WHAT YOU ARE ASKED TO DO: Repeat verbatim every line of the material, beginning at the line that holds "point per instance: black cargo" and ending at its last line.

RECORDS FOR THIS EXERCISE:
-*-
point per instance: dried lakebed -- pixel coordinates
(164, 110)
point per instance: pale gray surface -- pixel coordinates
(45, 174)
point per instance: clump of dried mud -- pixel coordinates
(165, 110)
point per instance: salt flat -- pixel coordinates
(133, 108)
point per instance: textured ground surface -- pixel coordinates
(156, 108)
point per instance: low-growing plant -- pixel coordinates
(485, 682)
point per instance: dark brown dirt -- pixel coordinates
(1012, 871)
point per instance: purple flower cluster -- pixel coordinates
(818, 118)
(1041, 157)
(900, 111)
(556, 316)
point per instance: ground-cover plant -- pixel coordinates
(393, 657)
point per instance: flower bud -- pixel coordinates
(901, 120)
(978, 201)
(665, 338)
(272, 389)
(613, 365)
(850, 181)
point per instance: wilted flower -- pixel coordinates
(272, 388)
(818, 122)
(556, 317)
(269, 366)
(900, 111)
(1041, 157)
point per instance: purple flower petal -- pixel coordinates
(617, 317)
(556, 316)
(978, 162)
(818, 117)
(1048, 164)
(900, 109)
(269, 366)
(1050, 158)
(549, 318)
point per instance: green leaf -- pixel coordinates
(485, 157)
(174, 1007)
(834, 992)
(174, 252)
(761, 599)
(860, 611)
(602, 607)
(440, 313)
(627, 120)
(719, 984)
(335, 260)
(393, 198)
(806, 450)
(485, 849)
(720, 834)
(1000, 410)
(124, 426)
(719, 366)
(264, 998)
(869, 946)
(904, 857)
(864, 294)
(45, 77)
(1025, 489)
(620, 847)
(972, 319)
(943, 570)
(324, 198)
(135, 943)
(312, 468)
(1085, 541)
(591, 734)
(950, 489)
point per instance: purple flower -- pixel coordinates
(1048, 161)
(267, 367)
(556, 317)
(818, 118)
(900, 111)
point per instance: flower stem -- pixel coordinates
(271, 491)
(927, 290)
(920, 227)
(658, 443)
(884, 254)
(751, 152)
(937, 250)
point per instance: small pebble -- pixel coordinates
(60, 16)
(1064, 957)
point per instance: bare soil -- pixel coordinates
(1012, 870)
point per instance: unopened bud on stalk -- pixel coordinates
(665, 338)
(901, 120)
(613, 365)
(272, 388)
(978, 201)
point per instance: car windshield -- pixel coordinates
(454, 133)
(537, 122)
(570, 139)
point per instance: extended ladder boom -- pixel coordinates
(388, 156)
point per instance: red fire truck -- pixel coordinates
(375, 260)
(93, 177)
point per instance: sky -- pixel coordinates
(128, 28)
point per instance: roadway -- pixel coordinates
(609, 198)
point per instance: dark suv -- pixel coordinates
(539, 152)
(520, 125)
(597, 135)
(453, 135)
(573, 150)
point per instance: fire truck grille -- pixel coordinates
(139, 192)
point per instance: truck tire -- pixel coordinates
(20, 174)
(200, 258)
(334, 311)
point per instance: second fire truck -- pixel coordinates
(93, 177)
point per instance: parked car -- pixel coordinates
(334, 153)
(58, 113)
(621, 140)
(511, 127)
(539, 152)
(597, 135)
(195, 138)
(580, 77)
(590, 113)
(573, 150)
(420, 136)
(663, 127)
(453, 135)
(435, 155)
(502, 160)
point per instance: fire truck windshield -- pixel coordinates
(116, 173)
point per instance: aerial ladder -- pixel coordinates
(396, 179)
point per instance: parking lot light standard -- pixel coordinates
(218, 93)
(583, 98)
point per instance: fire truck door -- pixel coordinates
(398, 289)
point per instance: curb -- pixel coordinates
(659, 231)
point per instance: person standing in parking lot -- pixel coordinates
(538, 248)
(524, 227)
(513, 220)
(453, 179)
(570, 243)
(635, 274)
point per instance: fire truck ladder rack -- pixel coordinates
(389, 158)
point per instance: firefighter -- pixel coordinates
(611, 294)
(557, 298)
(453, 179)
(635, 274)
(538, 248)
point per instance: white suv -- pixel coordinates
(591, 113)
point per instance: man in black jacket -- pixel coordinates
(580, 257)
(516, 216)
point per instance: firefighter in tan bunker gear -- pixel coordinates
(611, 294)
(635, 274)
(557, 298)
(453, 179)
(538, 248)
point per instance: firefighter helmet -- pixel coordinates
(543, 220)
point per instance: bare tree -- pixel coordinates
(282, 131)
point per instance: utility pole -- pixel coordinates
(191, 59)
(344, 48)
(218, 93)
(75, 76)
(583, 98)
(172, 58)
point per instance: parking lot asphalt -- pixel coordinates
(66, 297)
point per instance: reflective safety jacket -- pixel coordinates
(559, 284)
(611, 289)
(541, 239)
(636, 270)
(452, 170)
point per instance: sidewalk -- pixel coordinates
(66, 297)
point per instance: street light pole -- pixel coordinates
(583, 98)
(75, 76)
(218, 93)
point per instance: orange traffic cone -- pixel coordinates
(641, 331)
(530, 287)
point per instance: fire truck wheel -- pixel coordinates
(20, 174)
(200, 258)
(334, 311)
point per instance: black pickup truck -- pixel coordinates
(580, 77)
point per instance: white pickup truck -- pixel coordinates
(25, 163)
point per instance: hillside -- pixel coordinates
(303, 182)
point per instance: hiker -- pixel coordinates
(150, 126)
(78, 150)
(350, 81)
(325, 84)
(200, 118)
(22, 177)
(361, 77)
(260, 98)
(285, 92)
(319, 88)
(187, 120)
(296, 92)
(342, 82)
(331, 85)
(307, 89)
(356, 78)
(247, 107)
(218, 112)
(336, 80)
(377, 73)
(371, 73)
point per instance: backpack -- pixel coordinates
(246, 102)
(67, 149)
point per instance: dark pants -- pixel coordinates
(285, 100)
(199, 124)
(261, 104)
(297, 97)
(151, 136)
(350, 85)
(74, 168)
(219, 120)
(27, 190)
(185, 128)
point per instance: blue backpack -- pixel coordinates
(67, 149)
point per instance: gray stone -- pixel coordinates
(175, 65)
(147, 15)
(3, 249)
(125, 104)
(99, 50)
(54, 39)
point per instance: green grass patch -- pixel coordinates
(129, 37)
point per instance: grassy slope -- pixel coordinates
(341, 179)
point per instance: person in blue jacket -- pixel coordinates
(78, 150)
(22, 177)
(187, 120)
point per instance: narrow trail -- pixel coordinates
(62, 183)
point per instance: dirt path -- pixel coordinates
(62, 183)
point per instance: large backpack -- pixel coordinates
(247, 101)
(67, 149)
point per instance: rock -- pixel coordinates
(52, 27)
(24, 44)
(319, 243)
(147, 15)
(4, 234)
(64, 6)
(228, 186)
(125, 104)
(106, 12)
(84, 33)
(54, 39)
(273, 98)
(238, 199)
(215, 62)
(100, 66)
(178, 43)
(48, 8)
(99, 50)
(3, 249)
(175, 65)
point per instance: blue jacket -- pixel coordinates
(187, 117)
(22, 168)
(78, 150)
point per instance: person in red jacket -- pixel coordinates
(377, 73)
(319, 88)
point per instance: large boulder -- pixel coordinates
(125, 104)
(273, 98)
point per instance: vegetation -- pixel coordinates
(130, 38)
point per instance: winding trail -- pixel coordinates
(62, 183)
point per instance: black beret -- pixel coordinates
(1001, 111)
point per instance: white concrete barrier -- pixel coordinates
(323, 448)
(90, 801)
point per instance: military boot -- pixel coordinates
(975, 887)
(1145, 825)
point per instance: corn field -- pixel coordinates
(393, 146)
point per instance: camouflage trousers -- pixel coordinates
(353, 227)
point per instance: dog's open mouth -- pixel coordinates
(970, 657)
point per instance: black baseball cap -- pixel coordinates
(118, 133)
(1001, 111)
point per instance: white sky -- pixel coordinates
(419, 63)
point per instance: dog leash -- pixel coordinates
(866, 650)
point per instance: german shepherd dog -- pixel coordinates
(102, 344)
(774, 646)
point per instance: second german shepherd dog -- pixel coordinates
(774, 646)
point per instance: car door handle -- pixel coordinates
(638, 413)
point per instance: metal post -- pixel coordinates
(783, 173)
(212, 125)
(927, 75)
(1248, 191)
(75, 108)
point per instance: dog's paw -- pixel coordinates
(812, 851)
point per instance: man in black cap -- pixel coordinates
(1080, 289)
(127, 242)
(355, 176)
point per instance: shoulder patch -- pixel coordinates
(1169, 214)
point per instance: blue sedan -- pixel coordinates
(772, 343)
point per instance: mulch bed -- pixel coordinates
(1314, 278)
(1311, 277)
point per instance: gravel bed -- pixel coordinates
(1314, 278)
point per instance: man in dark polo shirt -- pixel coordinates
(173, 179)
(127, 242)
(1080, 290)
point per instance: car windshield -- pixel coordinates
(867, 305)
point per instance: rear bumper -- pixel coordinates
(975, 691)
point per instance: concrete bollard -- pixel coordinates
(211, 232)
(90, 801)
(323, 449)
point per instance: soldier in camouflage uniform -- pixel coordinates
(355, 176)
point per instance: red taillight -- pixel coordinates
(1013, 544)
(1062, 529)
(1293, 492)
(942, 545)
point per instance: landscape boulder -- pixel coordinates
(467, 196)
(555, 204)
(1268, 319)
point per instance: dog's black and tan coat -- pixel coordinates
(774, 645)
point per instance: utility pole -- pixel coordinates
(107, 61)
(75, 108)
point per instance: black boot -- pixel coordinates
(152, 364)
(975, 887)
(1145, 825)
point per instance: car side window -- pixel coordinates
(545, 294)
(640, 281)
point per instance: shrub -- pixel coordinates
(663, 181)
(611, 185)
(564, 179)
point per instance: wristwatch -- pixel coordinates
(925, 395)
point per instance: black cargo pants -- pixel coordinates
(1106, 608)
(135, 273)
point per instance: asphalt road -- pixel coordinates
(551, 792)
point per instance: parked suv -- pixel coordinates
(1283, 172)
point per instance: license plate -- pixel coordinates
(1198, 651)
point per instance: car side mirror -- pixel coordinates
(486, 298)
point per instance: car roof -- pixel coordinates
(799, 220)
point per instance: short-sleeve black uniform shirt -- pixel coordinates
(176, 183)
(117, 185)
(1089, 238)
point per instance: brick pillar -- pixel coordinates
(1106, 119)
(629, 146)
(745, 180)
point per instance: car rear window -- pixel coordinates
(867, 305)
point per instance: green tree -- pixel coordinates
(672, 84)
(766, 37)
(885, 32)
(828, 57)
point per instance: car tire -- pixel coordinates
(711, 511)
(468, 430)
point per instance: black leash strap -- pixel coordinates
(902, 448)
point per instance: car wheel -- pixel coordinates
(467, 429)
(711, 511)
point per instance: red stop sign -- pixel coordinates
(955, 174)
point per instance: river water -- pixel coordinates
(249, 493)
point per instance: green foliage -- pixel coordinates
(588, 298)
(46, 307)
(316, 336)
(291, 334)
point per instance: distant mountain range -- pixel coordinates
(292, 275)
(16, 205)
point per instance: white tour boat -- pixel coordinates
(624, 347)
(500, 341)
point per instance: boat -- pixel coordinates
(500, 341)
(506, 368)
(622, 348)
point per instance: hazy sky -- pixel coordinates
-*-
TASK ANSWER:
point per instance: black cargo pants -- pixel coordinates
(1106, 608)
(135, 273)
point per instance: asphalt road -- pixel coordinates
(551, 792)
point per instance: parked suv -- pixel coordinates
(1283, 172)
point per instance: license plate -- pixel coordinates
(1198, 651)
point per instance: car side mirror -- pixel coordinates
(486, 298)
point per instance: car roof -- pixel coordinates
(799, 220)
point per instance: short-sleeve black uniform shirt -- pixel coordinates
(176, 183)
(117, 185)
(1089, 238)
point per instance: brick pillar -- pixel coordinates
(1106, 119)
(629, 146)
(745, 180)
point per instance: car rear window -- pixel coordinates
(867, 305)
point per instance: green tree -- pixel coordinates
(672, 84)
(766, 37)
(885, 32)
(828, 57)
point per instance: car tire -- pixel coordinates
(711, 511)
(468, 430)
point per instance: black leash strap -- pixel coordinates
(902, 448)
point per instance: car wheel -- pixel coordinates
(467, 429)
(711, 511)
point per instance: red stop sign -- pixel coordinates
(955, 174)
point per instance: river water -- pixel coordinates
(249, 493)
point per instance: green foliage -- pixel coordinates
(588, 298)
(46, 307)
(316, 336)
(291, 334)
point per instance: distant mountain range -- pixel coordinates
(292, 275)
(16, 205)
point per instance: white tour boat -- pixel coordinates
(624, 347)
(500, 341)
point per instance: boat -- pixel coordinates
(500, 341)
(506, 368)
(622, 348)
point per instance: hazy sky -- pixel coordinates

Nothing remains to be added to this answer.